Activity
Each line of the data should be repeated precisely.

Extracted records
=====
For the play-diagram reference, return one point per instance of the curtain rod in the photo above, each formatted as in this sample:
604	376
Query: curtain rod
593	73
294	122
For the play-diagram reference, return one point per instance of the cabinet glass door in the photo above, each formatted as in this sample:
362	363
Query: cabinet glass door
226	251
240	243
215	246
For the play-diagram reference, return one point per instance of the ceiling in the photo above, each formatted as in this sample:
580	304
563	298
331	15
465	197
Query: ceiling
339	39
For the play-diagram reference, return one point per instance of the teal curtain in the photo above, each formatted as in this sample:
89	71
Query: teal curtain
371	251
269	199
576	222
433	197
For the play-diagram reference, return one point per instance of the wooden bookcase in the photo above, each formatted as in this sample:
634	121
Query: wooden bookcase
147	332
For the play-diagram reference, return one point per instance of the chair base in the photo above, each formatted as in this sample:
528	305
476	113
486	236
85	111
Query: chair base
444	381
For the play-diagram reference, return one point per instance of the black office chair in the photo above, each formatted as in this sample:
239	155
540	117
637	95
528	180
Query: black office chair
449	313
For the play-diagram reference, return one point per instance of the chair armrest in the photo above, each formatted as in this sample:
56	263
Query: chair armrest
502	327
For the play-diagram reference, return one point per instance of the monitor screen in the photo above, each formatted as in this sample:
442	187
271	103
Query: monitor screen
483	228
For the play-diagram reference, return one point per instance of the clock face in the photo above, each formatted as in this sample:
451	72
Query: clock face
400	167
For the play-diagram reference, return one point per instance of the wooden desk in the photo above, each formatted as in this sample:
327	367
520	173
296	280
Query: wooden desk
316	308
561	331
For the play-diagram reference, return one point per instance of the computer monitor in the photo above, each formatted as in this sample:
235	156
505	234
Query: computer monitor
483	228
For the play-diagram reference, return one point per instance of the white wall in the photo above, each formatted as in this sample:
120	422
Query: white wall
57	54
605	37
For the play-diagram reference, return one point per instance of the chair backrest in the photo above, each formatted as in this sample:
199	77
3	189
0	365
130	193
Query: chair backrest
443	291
=====
Expected answer
For the play-diagram reference, return one point per instance of the curtain rod in the photo above, each formatted as in this sample:
604	376
Query: curtain rod
593	73
294	122
For the play-diagram reference, return one point per instance of the cabinet glass door in the photo above, each formatted as in this sample:
362	363
Query: cabinet glass door
226	251
240	243
215	246
For the play-diagram reference, return one point per instance of the ceiling in the photo above, each formatted as in this sample:
580	304
563	298
331	15
465	197
Query: ceiling
339	39
For the play-diagram reference, return one point per instance of the teal curtain in the photo above, each formatted as in this sample:
89	71
Query: teal curtain
371	251
269	199
576	222
433	197
For the play-diagram reference, return one point per instance of the wooden bookcase in the photo above, each formatted as in this sample:
634	121
Query: wooden bookcase
147	332
For the play-diagram reference, return one point per instance of the chair base in the photo above, each formatted as in this sample:
528	305
476	113
486	236
85	111
Query: chair base
444	381
For the play-diagram reference, return one point per instance of the black office chair in the photo above, each formatted as in this sample:
239	155
540	117
637	95
528	180
Query: black office chair
449	313
For the play-diagram reference, return one point per instance of the chair armrest in the photo above, each formatted as in this sample:
56	263
Query: chair armrest
502	327
For the play-diagram reference, return one point per instance of the monitor screen in the photo above, each formatted as in this sample:
442	187
271	103
Query: monitor screen
483	228
For the play-diagram reference, return one point per instance of the clock face in the photo above, each formatted as in this sample:
451	72
Query: clock face
400	167
For the play-diagram reference, return one point per instance of the wooden desk in the photo above, each formatted as in this sample:
327	367
520	173
296	280
Query: wooden desk
316	308
561	331
For the play-diagram reference, return one point per instance of the computer monitor in the photo above, each formatted as in this sample:
235	156
505	234
Query: computer monitor
483	228
For the play-diagram reference, return one point per instance of the white wall in the photo above, each formatted as in this sample:
120	422
Query: white wall
57	54
605	37
For the play-diagram reference, return one point per instance of the chair backrest in the photo above, each formatted as in this sample:
199	77
3	189
0	365
130	193
Query: chair backrest
443	291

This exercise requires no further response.